→ **Texte de la page**:
....
Thunderbird mbox to ( Influxdb, Postgresql, mysql ) to Grafana in Python

J’ai amélorié ( voir : https://www.cyber-neurones.org/2020/03/thunderbird-mbox-to-influxdb-and-postgresql-to-grafana-in-python/ ) le programme afin d’injecter sur MySQL ( MariaDB en vérité ). Le plus facile a manipuler sur Grafana c’est MariaDB.

Pour se connecter de Grafana à MariaDB :

Les requêtes SQL pour Grafana :

Par jours :

SELECT
UNIX_TIMESTAMP(date) AS time_sec,
domain as ‘metric’,
count(domain) as value
FROM thunderbird
WHERE
$__timeFilter(date)
GROUP BY DAY(date),MONTH(date),YEAR(date)
ORDER BY date

Par mois :

SELECT
UNIX_TIMESTAMP(date) AS time_sec,
domain as ‘metric’,
count(domain) as value
FROM thunderbird
WHERE
$__timeFilter(date)
GROUP BY MONTH(date),YEAR(date)
ORDER BY date

Par années :

SELECT
UNIX_TIMESTAMP(date) AS time_sec,
domain as ‘metric’,
count(domain) as value
FROM thunderbird
WHERE
$__timeFilter(date)
GROUP BY YEAR(date)
....
Entrées d'étiquetage de position d'objets:

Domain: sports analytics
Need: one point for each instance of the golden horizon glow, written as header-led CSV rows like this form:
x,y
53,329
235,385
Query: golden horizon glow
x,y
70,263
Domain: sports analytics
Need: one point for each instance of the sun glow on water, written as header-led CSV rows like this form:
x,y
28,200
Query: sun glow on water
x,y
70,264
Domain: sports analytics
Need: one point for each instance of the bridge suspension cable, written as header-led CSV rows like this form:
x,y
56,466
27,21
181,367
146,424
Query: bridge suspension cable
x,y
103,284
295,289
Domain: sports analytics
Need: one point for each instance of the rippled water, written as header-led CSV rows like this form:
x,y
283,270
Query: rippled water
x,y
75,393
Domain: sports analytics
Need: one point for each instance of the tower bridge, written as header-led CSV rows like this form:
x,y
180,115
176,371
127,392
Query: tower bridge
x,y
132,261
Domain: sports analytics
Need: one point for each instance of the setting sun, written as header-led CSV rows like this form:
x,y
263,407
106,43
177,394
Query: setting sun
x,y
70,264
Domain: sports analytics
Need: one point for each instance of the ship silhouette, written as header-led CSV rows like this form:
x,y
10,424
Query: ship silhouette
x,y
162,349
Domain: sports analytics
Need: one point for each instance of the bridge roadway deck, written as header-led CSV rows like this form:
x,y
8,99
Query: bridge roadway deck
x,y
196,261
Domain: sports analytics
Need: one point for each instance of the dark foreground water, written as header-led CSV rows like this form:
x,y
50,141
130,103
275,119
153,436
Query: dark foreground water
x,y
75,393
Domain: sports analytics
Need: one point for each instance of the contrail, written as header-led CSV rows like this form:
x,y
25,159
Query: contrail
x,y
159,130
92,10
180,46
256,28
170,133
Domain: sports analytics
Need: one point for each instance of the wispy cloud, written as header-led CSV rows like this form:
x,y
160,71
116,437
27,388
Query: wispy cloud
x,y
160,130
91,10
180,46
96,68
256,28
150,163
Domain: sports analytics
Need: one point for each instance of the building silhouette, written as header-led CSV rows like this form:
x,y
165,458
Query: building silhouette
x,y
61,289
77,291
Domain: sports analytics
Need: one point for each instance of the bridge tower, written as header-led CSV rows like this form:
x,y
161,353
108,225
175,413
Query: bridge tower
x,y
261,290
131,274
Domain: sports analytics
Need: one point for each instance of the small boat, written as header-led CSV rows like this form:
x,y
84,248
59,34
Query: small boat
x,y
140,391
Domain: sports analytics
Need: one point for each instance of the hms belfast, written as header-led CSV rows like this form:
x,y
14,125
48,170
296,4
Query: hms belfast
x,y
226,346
....
→ **Travail à faire**:
A – Résumez le texte de la page en deux phrases.
B – D'après le texte de la page, pourquoi le programme a-t-il été modifié pour injecter les données sur MariaDB ? Répondez en une ou deux phrases.

→ **Réponses aux exercices**:
A – Le programme qui transfère les boîtes mbox de Thunderbird vers Grafana a été amélioré pour injecter les données sur MySQL, en réalité MariaDB, présentée comme la plus facile à manipuler sur Grafana. Les requêtes SQL pour Grafana sont ensuite données : elles comptent les domaines de la table thunderbird par jour, par mois et par année.

B – Le programme injecte désormais sur MySQL, en vérité MariaDB, parce que MariaDB est la base la plus facile à manipuler sur Grafana.